## EXERCISE AIM
Convert the material between the lines holding "In the photo above, where can the wooden" and "pixel 40 346", inclusive, into a two-column CSV with the headers text and answer. Give one row for each text with its answer, putting every value in a single quoted field and turning line breaks into spaces.

## DATASET EXTRACT
* Begin *
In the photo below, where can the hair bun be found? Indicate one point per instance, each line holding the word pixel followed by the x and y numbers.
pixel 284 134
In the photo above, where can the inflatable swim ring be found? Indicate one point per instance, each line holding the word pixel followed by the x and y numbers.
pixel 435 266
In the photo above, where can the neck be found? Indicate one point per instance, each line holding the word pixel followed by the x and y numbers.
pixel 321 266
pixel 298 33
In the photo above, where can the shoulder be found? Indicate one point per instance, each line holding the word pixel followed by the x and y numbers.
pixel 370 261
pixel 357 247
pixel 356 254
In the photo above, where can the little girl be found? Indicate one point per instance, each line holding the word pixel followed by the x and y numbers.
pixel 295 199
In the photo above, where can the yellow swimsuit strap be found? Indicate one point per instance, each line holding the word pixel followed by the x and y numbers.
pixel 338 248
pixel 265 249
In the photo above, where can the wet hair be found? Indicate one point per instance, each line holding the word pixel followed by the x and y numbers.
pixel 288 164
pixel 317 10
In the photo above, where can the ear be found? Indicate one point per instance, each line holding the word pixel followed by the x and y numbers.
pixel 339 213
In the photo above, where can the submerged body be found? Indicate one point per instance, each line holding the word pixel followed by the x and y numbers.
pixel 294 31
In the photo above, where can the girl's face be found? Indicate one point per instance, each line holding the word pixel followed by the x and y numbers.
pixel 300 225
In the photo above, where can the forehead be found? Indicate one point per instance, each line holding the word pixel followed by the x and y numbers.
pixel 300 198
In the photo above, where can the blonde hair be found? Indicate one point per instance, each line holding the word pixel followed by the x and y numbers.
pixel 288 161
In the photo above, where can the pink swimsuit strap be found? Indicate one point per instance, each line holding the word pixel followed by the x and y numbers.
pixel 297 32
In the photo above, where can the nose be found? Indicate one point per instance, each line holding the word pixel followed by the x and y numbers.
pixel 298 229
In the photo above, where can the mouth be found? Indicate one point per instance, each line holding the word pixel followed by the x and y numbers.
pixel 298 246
* End *
* Begin *
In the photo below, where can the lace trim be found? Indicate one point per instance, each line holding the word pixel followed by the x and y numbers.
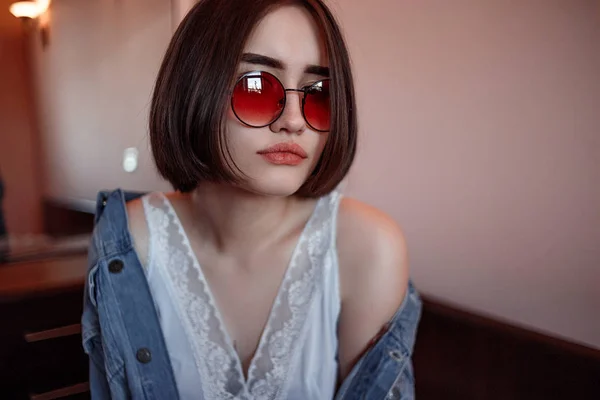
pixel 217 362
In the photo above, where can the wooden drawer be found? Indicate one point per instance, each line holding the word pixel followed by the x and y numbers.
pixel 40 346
* End *
## SOLUTION FOR THIS PROBLEM
text,answer
"In the photo above, where can the wooden drawer be found? Indicate one point per instance, each line holding the word pixel followed by the x and y numbers.","pixel 40 346"